┏━━

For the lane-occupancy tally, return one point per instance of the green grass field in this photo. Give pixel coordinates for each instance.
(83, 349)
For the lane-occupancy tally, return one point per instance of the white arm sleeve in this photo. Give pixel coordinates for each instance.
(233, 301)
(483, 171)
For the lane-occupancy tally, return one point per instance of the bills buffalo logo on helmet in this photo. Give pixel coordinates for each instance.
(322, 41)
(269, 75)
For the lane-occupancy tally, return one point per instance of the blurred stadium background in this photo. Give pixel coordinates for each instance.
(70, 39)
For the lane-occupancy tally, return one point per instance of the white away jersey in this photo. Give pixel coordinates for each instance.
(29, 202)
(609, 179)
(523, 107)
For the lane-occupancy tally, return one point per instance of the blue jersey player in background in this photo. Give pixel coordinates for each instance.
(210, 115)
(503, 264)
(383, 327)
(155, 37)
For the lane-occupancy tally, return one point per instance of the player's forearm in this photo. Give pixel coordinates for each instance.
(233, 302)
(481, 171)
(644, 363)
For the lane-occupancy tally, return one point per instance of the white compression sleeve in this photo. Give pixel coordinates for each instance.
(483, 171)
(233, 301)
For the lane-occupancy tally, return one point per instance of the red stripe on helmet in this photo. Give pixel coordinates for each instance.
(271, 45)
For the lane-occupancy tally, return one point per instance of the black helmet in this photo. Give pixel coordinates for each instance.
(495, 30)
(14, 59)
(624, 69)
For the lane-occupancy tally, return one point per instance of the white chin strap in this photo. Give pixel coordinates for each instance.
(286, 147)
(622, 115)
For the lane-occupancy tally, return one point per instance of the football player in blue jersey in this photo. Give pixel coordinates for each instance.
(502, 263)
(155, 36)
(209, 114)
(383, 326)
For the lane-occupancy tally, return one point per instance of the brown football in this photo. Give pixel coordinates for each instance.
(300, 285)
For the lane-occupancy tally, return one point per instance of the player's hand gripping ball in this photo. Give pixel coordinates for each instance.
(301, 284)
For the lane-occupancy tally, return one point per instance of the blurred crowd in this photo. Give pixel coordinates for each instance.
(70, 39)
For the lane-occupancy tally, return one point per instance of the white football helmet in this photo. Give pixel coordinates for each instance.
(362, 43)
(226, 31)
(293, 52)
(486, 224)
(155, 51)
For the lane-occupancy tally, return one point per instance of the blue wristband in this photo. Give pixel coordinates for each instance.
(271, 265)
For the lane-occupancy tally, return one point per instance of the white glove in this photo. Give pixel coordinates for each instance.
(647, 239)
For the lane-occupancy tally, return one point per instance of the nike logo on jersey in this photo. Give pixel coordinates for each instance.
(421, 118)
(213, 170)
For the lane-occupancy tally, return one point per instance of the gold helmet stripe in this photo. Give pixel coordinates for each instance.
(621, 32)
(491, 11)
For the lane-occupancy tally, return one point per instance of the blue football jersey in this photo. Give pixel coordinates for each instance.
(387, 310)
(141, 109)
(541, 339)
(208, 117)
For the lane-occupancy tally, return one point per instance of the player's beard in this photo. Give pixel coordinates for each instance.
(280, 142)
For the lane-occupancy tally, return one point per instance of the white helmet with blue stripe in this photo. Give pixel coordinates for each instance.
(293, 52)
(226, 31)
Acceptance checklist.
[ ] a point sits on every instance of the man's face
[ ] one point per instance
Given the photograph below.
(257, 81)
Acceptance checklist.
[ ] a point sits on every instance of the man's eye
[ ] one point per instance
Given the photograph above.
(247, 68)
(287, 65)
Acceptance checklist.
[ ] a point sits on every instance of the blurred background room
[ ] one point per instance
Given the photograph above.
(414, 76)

┗━━

#### [The problem]
Every record shown above must be echoed exactly.

#### [Solution for this exercise]
For the lane-occupancy tally, return one point per instance of the green grass field in this photo. Give pixel coordinates for each instance.
(83, 349)
For the lane-occupancy tally, return one point per instance of the white arm sleeve in this photo. Give pixel coordinates for each instance.
(233, 301)
(483, 171)
For the lane-occupancy tally, return one point per instance of the bills buffalo logo on helmet in this photo. Give pixel coordinates for each instance.
(322, 41)
(269, 75)
For the lane-occupancy tally, return one point per instance of the blurred stadium background in this photo. Give pixel coordinates for each instance.
(70, 39)
For the lane-occupancy tally, return one point per instance of the white away jersey in this photo. Give pixel coordinates for each instance.
(29, 202)
(609, 179)
(523, 107)
For the lane-occupancy tally, return one point per instance of the blue jersey player in background in this photo. Give pixel coordinates for each instance.
(210, 115)
(503, 264)
(383, 327)
(155, 37)
For the lane-occupancy tally, return one point per instance of the player's forearm in this photo. Give pixel coordinates for each instance.
(233, 302)
(481, 171)
(644, 363)
For the lane-occupancy tally, return one point per instance of the white compression sleeve in this photo. Give pixel coordinates for each instance.
(483, 171)
(233, 301)
For the lane-occupancy tally, return one point per instance of the red stripe on helmet in this photo. Give pixel coordinates for each instance.
(271, 45)
For the lane-occupancy tally, return one point per instance of the black helmet in this photo. Give pixel coordinates for each instance.
(495, 30)
(14, 59)
(624, 69)
For the lane-occupancy tally, return one point per instance of the white chin strap in this photo. Give pixel coordinates for each instance.
(286, 147)
(622, 115)
For the lane-occupancy tally, return one point per instance of the football player in blue jersey in this photo. Give pixel coordinates for each instance.
(502, 263)
(155, 36)
(209, 114)
(383, 326)
For the lane-occupancy tally, return one point per instance of the brown football in this photo. Give pixel coordinates for each instance.
(300, 285)
For the lane-occupancy tally, return one point per instance of the player's hand gripping ball in this photo. Give pixel coordinates for each instance.
(301, 284)
For the lane-occupancy tally, return one point per instance of the blurred crowd in this photo. Give pixel coordinates for each instance.
(70, 39)
For the lane-occupancy tally, return one point per instance of the white football helmet in this photo. Give pixel coordinates for each instance.
(362, 43)
(226, 31)
(293, 52)
(486, 224)
(155, 51)
For the lane-occupancy tally, return one point per instance of the blue wristband in this photo. Give pixel coordinates for each instance.
(271, 265)
For the lane-occupancy tally, return one point per instance of the white glove in this photo. Give pixel coordinates for each instance.
(647, 239)
For the lane-occupancy tally, return one point per instance of the nike logo on jersey in this photo. Give pixel coordinates for each instance.
(421, 118)
(213, 170)
For the lane-occupancy tally, return one point per instance of the gold helmet stripe in this photo. Give pixel coordinates for each instance.
(621, 32)
(491, 11)
For the lane-occupancy tally, return one point per instance of the blue football jersey in this photo. Give pixel coordinates for each instance.
(387, 310)
(141, 109)
(541, 339)
(208, 117)
For the lane-occupancy tally, return one point per instance of the player's beard in this photo. Give pixel coordinates for each instance.
(280, 142)
For the lane-occupancy tally, return one point per instance of the white helmet with blue stripe in this photo. Give pixel coordinates for each instance.
(293, 52)
(226, 31)
Acceptance checklist.
[ ] a point sits on every instance of the man's face
[ ] one point per instance
Given the photograph below.
(257, 81)
Acceptance checklist.
[ ] a point sits on every instance of the man's eye
[ ] one point per instance
Given the photograph above.
(247, 68)
(287, 65)
Acceptance checklist.
[ ] a point sits on every instance of the blurred background room
[ ] one point per instance
Given the photograph above.
(414, 76)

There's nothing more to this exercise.